OBJECTIVE A - In the article on running tabletop games, how many books did Dungeons & Dragons v3.5 have?
OBJECTIVE B - Print the passage of the article on running tabletop games, starting with "The ABCs of" and going on through "the core book.".

#### DOCUMENT SECTION ####

The ABCs of GMing is an ongoing series about the different skills and ideas needed to run a successful tabletop game.
Tabletop games, like any other game, need to be interesting. Every tabletop has its own setting, full of races, classes, weapons, cities, worlds, spells, and all sorts of other goodies that shape and mold it into its own universe. This is the key to generating a creative tabletop experience. Every game setting is a full universe, and within that universe are tons of people, creatures, and everything else that helps to define that world. There is no doubt that running a thorough tabletop game takes a certain skill set to achieve, and there are simple ideas and tools you can use to ensure your players are getting more than simply what’s in the core book.
Know Your (Knowledge of the) Setting
To start, research your source material. It’s not expected that a GM know everything about the system they’re running a game in. Take a look at Dungeon & Dragons v3.5, for instance. That system had 65 books. Sixty. Five. That’s a lot of content. But fear not; you’re not expected to know all of it. Even if you have a Collector in your group, it’s a safe bet that they can’t recite every prestige class or major artifact within the 3.5 universe. Therefore, keep it in the back of your mind that you don’t have to have an encyclopedic knowledge of your game.

#### RECORDED DATA ####

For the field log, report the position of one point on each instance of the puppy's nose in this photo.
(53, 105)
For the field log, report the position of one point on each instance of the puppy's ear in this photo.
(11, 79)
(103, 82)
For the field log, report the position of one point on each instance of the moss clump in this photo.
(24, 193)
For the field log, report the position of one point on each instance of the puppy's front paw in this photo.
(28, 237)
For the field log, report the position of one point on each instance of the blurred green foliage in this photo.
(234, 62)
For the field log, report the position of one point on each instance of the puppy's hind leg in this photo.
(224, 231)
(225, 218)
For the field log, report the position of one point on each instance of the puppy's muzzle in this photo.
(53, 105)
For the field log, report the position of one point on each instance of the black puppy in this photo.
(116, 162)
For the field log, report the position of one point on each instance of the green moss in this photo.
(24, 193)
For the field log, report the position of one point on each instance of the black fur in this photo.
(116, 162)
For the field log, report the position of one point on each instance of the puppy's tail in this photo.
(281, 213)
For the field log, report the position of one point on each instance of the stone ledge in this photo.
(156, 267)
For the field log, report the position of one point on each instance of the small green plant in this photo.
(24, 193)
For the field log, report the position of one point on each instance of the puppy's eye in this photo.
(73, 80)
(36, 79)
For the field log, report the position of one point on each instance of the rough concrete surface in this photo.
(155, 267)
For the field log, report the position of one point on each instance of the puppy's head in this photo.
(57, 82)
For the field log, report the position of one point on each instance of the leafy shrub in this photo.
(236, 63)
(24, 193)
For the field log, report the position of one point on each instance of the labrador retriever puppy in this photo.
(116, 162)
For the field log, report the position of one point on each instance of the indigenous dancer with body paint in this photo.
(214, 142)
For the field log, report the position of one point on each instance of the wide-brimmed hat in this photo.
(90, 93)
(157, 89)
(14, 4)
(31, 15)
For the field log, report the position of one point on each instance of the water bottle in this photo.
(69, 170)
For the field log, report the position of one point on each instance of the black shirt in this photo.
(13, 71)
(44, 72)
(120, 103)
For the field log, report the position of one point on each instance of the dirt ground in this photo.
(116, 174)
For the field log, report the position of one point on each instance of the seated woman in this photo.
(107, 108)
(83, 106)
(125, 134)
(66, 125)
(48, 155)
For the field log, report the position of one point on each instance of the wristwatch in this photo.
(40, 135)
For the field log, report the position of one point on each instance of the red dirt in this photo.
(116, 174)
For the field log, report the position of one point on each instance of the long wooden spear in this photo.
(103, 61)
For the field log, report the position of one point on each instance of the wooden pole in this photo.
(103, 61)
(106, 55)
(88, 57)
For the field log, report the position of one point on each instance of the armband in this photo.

####

FINISHED ANSWER A - 65 books.

FINISHED ANSWER B -
The ABCs of GMing is an ongoing series about the different skills and ideas needed to run a successful tabletop game.
Tabletop games, like any other game, need to be interesting. Every tabletop has its own setting, full of races, classes, weapons, cities, worlds, spells, and all sorts of other goodies that shape and mold it into its own universe. This is the key to generating a creative tabletop experience. Every game setting is a full universe, and within that universe are tons of people, creatures, and everything else that helps to define that world. There is no doubt that running a thorough tabletop game takes a certain skill set to achieve, and there are simple ideas and tools you can use to ensure your players are getting more than simply what’s in the core book.